Task prompt: Reproduce the listing below word for word, leaving out the pictures.

Raw records:
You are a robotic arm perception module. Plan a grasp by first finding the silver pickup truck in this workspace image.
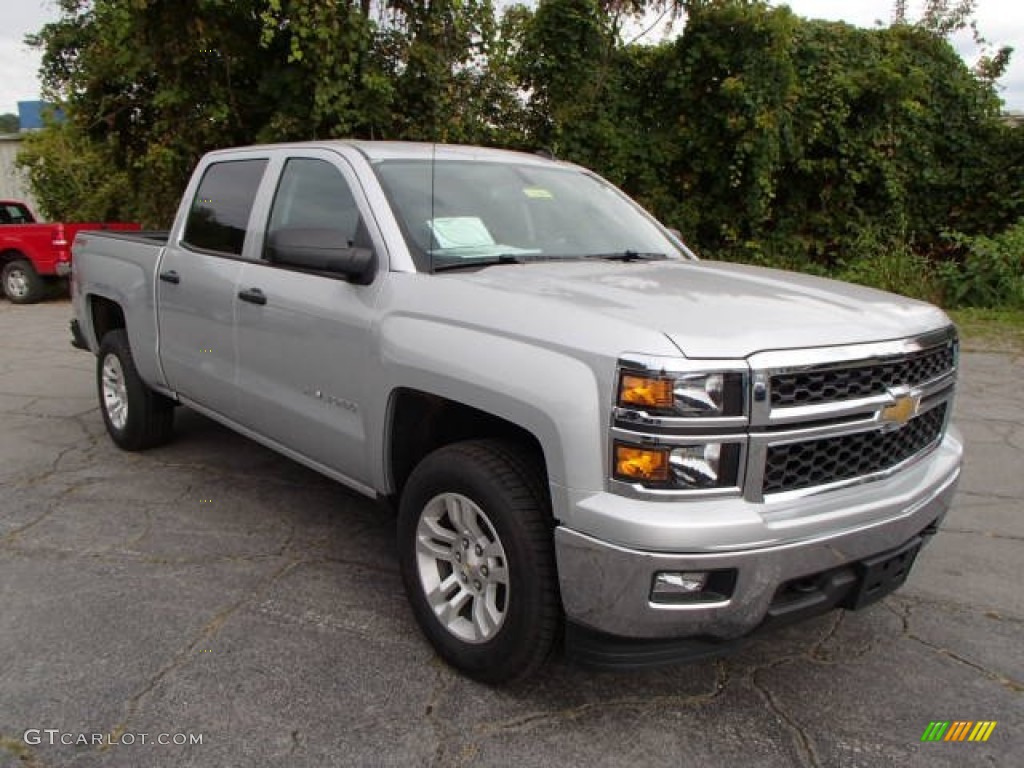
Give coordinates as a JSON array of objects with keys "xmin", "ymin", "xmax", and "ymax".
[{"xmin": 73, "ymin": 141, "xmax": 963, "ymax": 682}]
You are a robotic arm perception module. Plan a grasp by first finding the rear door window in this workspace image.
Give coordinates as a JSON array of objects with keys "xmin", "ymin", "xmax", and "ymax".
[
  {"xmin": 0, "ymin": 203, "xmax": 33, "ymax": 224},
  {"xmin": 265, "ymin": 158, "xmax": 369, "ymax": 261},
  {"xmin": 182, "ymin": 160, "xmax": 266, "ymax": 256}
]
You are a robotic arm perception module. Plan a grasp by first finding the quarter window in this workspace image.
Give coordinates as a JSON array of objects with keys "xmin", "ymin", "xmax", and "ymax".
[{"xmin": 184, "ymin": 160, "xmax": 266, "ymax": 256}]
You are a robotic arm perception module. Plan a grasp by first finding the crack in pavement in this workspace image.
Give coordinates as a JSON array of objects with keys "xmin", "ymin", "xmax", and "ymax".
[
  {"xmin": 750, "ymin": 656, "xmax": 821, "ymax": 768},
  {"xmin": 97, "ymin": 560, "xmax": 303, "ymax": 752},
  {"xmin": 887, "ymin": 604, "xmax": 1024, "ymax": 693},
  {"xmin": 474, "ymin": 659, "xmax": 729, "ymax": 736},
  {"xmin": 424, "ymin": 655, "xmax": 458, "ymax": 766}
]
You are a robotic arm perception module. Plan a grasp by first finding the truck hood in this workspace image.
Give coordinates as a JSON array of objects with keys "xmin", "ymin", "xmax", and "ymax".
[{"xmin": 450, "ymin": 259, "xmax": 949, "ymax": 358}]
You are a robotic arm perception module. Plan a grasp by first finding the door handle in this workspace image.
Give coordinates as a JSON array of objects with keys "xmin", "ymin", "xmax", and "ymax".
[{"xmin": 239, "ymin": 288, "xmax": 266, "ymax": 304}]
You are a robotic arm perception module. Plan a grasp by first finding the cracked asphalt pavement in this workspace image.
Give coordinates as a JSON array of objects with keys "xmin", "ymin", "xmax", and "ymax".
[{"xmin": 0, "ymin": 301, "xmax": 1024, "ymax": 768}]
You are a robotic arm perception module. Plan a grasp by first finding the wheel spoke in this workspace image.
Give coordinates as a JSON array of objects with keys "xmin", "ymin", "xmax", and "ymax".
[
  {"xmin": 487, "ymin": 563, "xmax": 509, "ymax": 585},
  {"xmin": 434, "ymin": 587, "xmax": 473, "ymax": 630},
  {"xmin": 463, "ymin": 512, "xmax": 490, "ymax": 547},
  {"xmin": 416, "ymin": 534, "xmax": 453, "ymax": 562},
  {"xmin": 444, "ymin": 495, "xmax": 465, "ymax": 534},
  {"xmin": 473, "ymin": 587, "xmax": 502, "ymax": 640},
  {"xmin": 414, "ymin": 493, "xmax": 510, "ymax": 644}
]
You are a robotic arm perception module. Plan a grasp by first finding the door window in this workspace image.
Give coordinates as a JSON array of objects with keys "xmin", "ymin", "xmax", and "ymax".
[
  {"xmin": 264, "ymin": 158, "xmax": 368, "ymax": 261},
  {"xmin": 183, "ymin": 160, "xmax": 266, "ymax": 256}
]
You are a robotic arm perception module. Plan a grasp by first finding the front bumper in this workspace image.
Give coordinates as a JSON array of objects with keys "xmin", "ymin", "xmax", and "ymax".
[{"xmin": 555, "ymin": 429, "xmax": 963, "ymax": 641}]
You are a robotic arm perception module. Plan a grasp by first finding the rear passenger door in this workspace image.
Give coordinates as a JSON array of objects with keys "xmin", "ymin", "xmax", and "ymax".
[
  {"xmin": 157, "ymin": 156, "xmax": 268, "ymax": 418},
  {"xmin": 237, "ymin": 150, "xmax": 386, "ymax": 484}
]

Result of the task:
You are a robotic arm perception module. Plan a grasp by first finding the silver pickup truck in this workspace image.
Give coordinates as a JSON array of objects with keys "xmin", "ymin", "xmax", and "ymax".
[{"xmin": 73, "ymin": 141, "xmax": 963, "ymax": 682}]
You are a robotic arm perception module. Plan a grasp by first finding the rear door window in this workspace image.
Give coordinates as a JSON array of objects with keys "xmin", "ymin", "xmax", and "ymax".
[
  {"xmin": 0, "ymin": 203, "xmax": 33, "ymax": 224},
  {"xmin": 265, "ymin": 158, "xmax": 369, "ymax": 261},
  {"xmin": 182, "ymin": 160, "xmax": 266, "ymax": 256}
]
You are a robotic arm perception module. Plan a grasp by first finding the quarter window in this workspace image.
Give coordinates as a JSON array of objects with keys "xmin", "ymin", "xmax", and "ymax".
[{"xmin": 184, "ymin": 160, "xmax": 266, "ymax": 256}]
You are a robotic arm perception module. Plan a grasp by first finding the crack in pavement in this workspace image.
Give coordinates as a JSON array of objects with keys "xmin", "ymin", "xmax", and "ymax".
[
  {"xmin": 750, "ymin": 656, "xmax": 821, "ymax": 768},
  {"xmin": 97, "ymin": 560, "xmax": 303, "ymax": 752},
  {"xmin": 887, "ymin": 604, "xmax": 1024, "ymax": 693},
  {"xmin": 474, "ymin": 659, "xmax": 729, "ymax": 736},
  {"xmin": 424, "ymin": 655, "xmax": 458, "ymax": 766}
]
You are a robotic arm perception module. Plan a grasp by first finding the truck hood in this workspace image.
Give coordinates as a JSON array of objects with keys "xmin", "ymin", "xmax", and "ymax".
[{"xmin": 450, "ymin": 259, "xmax": 949, "ymax": 358}]
You are a robotic arm perception module. Plan a grasp by first finding the door handle in this workspace image.
Give coordinates as a JSON array of objects with keys "xmin", "ymin", "xmax", and "ymax".
[{"xmin": 239, "ymin": 288, "xmax": 266, "ymax": 304}]
You are a robotic arm perception module. Plan a grasp by first finding the cracked asphalt pavement in this workspace image.
Give coordinates as a JSON array of objects with keys "xmin", "ymin", "xmax", and "ymax".
[{"xmin": 0, "ymin": 301, "xmax": 1024, "ymax": 768}]
You are a robotic arm perception module. Plan a grasp by first finding the wheel spoke in this workspace image.
Give coordinates as a JSON array of objects with keys "xmin", "ymin", "xmax", and "ymax".
[
  {"xmin": 487, "ymin": 563, "xmax": 509, "ymax": 585},
  {"xmin": 434, "ymin": 587, "xmax": 473, "ymax": 630},
  {"xmin": 463, "ymin": 512, "xmax": 490, "ymax": 547},
  {"xmin": 416, "ymin": 534, "xmax": 453, "ymax": 562},
  {"xmin": 444, "ymin": 495, "xmax": 465, "ymax": 534},
  {"xmin": 473, "ymin": 587, "xmax": 502, "ymax": 640},
  {"xmin": 414, "ymin": 493, "xmax": 510, "ymax": 644}
]
You are a robotic arm perception module. Plan a grasp by first finding the door window in this workspace image.
Give coordinates as a JSON array of objects with keys "xmin", "ymin", "xmax", and "ymax".
[
  {"xmin": 264, "ymin": 158, "xmax": 368, "ymax": 261},
  {"xmin": 183, "ymin": 160, "xmax": 266, "ymax": 256}
]
You are a robotic arm perception module. Plan a grasp by first finding the front bumper in this workspace image.
Give coordinates as a JSON array of objects with keys "xmin", "ymin", "xmax", and "ymax".
[{"xmin": 555, "ymin": 429, "xmax": 963, "ymax": 641}]
You are a robotic arm perception module. Plan a grasp by first finding the rear passenger door in this workspace image.
Give coordinates as a JSON array of objects with keys "xmin", "ymin", "xmax", and "ymax".
[
  {"xmin": 157, "ymin": 156, "xmax": 268, "ymax": 418},
  {"xmin": 237, "ymin": 150, "xmax": 386, "ymax": 484}
]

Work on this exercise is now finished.